> Rows
>>>

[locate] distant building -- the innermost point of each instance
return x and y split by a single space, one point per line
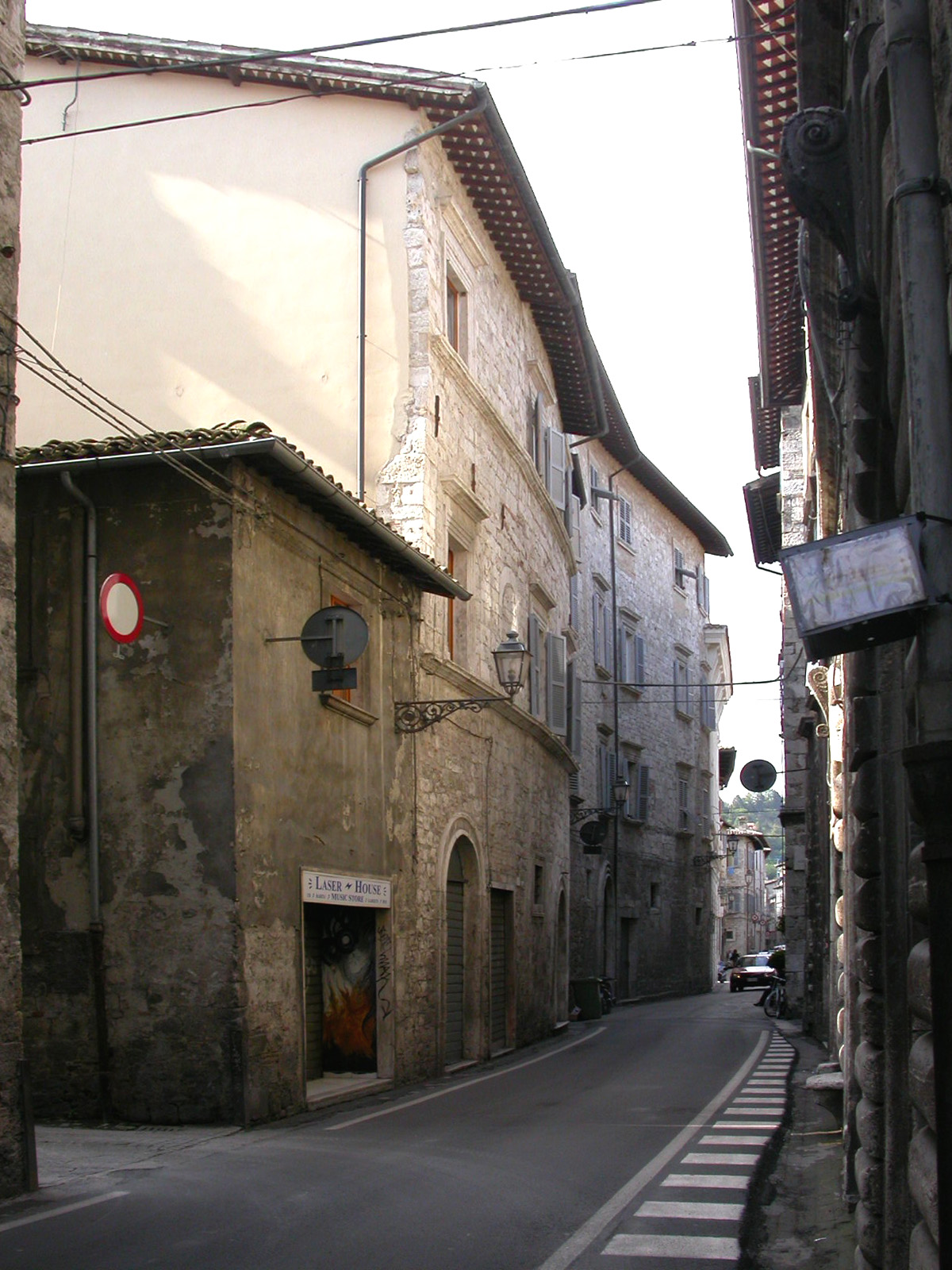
649 679
850 416
16 1151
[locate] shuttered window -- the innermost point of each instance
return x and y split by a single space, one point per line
625 531
556 683
555 454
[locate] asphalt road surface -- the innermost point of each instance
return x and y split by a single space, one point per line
562 1155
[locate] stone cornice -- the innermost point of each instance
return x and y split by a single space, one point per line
473 686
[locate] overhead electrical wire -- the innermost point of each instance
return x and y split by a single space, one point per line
54 372
308 95
277 55
167 118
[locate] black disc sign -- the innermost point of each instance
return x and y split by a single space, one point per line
593 833
758 775
334 637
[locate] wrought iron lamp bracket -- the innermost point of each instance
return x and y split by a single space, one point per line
585 813
418 715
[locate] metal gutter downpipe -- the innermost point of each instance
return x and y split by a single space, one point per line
89 641
362 273
928 761
95 916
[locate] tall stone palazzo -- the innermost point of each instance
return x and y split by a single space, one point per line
862 225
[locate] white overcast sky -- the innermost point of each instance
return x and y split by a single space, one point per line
638 163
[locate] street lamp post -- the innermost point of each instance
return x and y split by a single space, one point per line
512 660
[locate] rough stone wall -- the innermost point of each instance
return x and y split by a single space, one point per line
319 787
13 1149
461 475
165 797
668 949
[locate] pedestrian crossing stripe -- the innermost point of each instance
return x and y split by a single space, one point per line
696 1248
691 1212
708 1181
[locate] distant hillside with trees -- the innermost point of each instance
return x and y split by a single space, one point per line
763 812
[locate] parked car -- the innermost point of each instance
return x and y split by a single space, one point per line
752 972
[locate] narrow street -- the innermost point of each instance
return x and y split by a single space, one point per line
616 1141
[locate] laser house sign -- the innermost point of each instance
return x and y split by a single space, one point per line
121 609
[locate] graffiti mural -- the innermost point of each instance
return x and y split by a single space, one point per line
349 996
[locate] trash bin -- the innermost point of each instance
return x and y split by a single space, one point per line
588 997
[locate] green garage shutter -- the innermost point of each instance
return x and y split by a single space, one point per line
455 972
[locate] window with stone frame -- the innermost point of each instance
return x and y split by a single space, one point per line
624 518
457 317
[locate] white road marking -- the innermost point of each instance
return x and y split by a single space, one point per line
678 1208
735 1140
589 1231
746 1124
695 1248
463 1085
708 1181
59 1212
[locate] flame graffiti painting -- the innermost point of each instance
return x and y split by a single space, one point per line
348 975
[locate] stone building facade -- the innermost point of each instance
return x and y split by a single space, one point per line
222 962
858 433
14 1149
478 368
649 677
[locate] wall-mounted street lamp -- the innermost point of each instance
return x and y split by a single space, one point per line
512 662
857 590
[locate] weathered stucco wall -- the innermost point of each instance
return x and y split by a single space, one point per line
158 1048
12 1124
663 948
247 296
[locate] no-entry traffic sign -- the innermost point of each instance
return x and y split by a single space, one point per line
121 607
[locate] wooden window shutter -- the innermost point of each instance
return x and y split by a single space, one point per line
556 467
556 683
535 664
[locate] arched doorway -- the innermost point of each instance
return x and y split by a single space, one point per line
608 929
465 956
562 963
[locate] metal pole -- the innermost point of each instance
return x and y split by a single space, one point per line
922 267
89 654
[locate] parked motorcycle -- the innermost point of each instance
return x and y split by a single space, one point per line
605 991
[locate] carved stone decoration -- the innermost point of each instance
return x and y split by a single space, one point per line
818 683
816 162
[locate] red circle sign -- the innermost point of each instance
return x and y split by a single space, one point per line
121 607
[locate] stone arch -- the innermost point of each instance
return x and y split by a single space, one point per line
463 946
607 926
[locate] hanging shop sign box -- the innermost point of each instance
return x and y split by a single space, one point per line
321 888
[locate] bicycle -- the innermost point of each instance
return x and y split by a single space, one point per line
776 1000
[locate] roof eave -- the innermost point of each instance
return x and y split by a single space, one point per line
304 476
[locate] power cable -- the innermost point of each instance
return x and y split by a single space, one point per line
158 444
165 118
277 55
416 80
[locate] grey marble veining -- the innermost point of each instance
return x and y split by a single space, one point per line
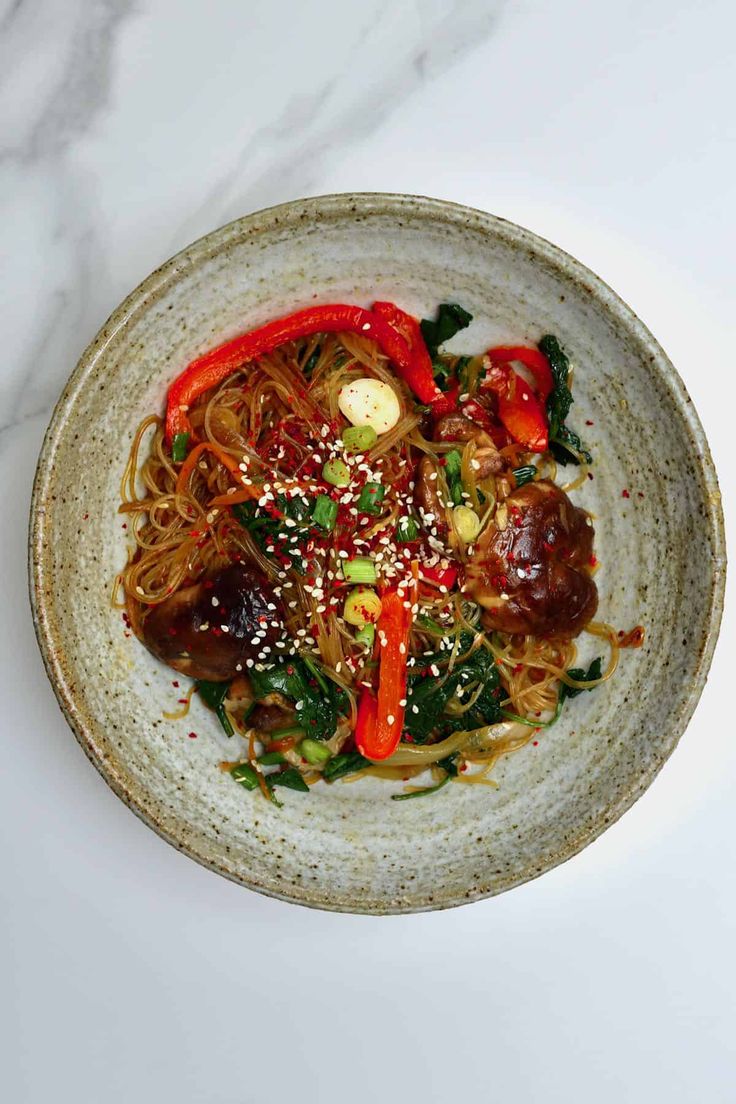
61 95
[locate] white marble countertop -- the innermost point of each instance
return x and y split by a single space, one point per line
128 129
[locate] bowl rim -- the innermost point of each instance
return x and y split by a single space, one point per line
365 204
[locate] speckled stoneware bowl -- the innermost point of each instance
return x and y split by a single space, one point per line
349 847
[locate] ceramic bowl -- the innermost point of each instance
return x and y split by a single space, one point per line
654 496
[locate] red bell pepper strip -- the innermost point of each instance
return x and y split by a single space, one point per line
422 380
214 367
520 410
368 711
377 736
532 359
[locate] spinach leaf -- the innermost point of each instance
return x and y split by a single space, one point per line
311 361
213 694
265 529
558 404
291 778
450 319
443 372
594 671
450 767
340 765
452 468
563 455
318 709
426 699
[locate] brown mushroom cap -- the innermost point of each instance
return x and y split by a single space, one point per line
210 629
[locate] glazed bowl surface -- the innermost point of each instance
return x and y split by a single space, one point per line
654 497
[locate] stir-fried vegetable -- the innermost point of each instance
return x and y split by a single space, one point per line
361 569
317 704
371 497
179 447
213 694
214 367
324 513
473 681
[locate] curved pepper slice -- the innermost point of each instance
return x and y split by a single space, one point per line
422 379
379 728
532 359
520 409
214 367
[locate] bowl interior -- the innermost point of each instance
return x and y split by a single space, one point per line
348 846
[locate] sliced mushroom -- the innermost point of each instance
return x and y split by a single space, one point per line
210 629
458 427
531 571
427 497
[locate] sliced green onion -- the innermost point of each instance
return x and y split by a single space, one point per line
365 635
362 605
467 523
213 694
244 774
420 793
311 362
360 569
313 751
179 447
452 467
524 475
359 438
371 498
407 530
290 778
341 765
270 759
290 730
337 473
324 512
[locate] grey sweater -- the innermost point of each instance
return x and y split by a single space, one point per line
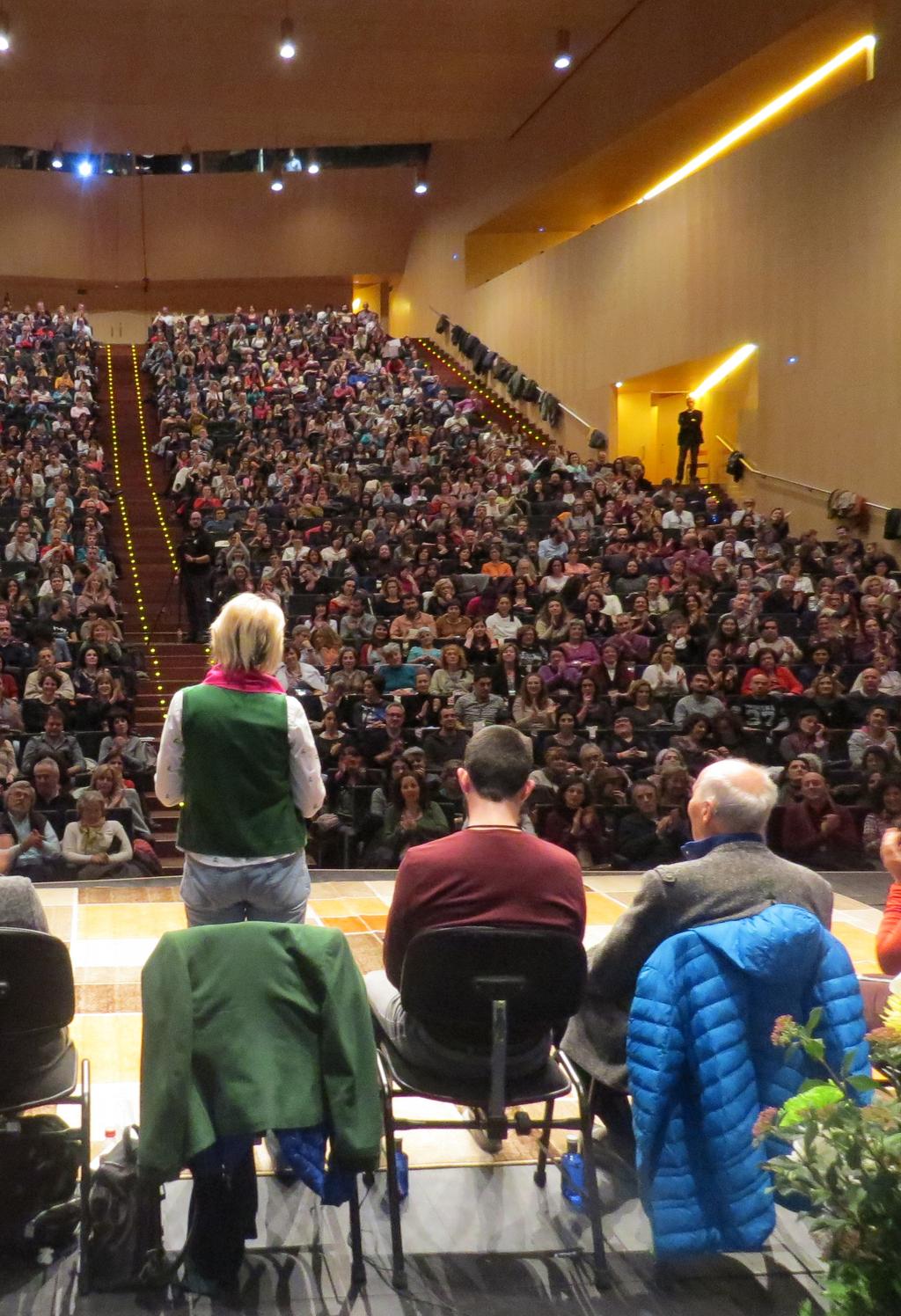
20 905
733 881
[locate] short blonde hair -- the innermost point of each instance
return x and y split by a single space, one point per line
246 634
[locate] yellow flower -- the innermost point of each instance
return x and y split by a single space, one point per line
892 1013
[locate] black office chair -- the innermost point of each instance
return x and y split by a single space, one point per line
40 1065
511 986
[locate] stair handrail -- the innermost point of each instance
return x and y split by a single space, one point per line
786 479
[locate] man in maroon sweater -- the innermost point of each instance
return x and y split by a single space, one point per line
490 873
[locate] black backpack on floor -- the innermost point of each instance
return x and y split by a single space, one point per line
125 1247
39 1172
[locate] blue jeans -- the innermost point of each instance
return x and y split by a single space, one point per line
262 893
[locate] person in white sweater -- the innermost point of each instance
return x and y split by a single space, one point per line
97 845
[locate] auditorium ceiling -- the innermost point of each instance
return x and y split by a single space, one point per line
132 76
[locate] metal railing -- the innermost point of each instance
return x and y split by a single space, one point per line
797 485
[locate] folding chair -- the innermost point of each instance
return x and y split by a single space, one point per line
40 1064
510 986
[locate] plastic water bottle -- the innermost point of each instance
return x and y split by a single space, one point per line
573 1174
402 1162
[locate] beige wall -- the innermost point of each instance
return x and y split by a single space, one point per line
792 243
114 232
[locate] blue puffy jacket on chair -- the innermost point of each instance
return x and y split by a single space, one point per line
702 1066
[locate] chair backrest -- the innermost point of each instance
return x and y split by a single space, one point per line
36 983
452 976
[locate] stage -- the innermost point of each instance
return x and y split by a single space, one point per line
113 928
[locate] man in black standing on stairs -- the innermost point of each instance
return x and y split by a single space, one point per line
689 438
195 557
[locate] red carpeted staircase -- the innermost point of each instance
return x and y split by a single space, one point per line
170 663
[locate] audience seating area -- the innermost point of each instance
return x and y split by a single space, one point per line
68 674
427 559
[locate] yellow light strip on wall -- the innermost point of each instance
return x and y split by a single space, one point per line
127 527
768 111
723 369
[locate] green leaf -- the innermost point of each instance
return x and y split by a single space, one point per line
863 1083
814 1099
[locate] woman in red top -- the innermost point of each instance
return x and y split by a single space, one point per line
818 832
888 939
781 678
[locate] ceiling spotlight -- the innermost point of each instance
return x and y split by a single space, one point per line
288 47
563 57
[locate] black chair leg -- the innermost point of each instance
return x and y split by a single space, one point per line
545 1143
357 1268
599 1260
84 1186
398 1265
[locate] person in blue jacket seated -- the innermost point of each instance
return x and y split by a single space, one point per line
728 873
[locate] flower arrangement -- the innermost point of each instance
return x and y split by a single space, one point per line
843 1157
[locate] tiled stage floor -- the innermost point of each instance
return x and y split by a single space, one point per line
111 931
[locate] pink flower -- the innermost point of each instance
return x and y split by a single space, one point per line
784 1031
765 1122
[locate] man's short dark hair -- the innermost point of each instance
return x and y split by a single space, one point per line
498 761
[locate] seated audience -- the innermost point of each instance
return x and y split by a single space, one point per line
490 873
730 874
818 830
34 843
573 824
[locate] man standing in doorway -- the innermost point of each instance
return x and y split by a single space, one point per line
195 554
689 438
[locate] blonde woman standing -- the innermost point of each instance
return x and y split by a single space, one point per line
240 757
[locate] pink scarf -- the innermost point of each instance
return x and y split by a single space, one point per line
248 682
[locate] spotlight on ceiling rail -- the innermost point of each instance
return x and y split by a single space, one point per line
563 55
288 47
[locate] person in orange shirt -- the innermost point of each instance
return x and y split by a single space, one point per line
888 939
495 567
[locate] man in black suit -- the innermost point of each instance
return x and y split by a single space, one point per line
689 438
195 556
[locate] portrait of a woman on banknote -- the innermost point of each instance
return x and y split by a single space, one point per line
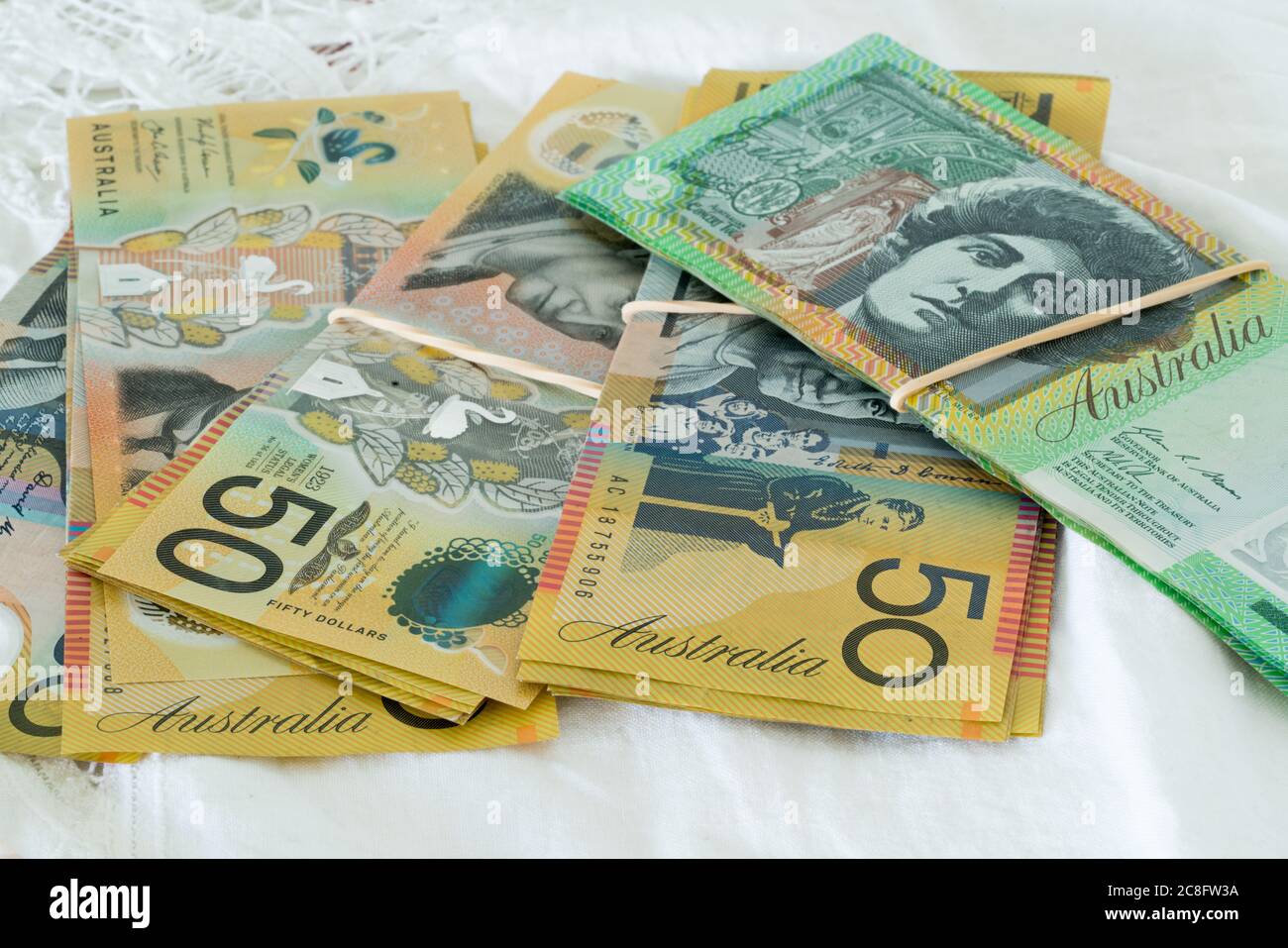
965 269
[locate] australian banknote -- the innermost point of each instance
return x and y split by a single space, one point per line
287 715
33 505
428 487
1074 106
213 244
506 266
910 218
742 522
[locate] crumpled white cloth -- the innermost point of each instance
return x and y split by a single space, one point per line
1146 751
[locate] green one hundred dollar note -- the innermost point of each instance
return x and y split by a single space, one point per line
377 507
897 218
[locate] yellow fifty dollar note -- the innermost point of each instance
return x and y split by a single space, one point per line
384 506
747 520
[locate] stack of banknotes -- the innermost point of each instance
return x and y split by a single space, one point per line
347 446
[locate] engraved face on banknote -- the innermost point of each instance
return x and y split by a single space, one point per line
751 391
568 272
931 239
965 269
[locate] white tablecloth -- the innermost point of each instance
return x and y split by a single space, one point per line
1147 751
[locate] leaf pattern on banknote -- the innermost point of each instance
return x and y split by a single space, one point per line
102 325
310 571
528 496
335 543
143 324
365 230
380 450
213 233
465 377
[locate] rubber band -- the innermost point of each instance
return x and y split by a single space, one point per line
471 353
901 394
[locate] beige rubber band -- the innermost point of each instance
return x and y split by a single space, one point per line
528 369
901 394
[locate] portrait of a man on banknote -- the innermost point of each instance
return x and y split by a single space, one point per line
566 270
975 265
717 346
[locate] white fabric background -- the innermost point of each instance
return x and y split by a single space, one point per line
1146 750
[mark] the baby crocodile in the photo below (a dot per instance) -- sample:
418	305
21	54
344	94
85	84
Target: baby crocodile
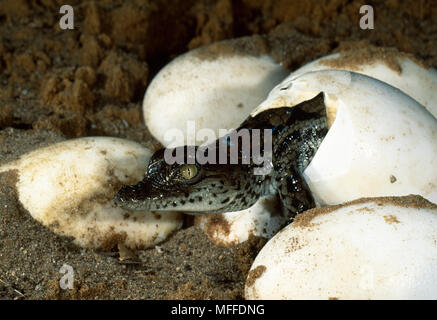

<<<

> Task brief
Please report every line in the entries above that contains the word "distant", copying each such line in full.

> Result of the exercise
[locate] distant building -- the innermost point of each instance
[locate] distant hillside with trees -- the innermost point of each instance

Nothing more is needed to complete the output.